_TASK TO CARRY OUT_: The full set of records below is to be reproduced without a single alteration.

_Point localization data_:
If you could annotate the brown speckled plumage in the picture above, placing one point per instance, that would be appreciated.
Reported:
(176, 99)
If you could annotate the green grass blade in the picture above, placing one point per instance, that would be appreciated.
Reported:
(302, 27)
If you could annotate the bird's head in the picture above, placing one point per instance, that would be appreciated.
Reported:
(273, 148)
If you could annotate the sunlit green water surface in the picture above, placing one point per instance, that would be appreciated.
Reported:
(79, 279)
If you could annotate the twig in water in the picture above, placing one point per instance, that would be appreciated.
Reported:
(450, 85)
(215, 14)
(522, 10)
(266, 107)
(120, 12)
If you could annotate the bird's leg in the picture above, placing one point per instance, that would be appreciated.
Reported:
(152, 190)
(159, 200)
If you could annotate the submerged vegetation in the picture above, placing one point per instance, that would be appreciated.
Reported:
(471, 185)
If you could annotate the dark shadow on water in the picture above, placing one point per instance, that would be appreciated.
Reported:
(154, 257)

_YOUR SOLUTION_:
If you could annotate the brown speckled plumage in the picture above, placing one point per instance, that would be appreciated.
Reported:
(176, 99)
If you could annotate the green grass blade in the picture above, placing one point per instance, that would be appreciated.
Reported:
(302, 27)
If you could annotate the bird's head in the picture above, placing one point per instance, that would be appreciated.
Reported:
(273, 148)
If you could annotate the sunlit green water surface in the picture above, placing one point per instance, that would be appreciated.
Reported:
(79, 279)
If you could annotate the twig in water in the picture above, placing one point per instance, that would be appreciated.
Reported:
(450, 85)
(215, 14)
(522, 10)
(266, 107)
(120, 12)
If you could annotate the bird's leg in the picture above, placing one point per instance, that would be appreciated.
Reported:
(152, 190)
(159, 200)
If you could annotate the submerged vegetation in the picture above, placing one point per instance, that would be appreciated.
Reported:
(471, 185)
If you could annotate the dark shadow on water in the picture above, placing one point per instance, that would be appreciated.
Reported:
(154, 257)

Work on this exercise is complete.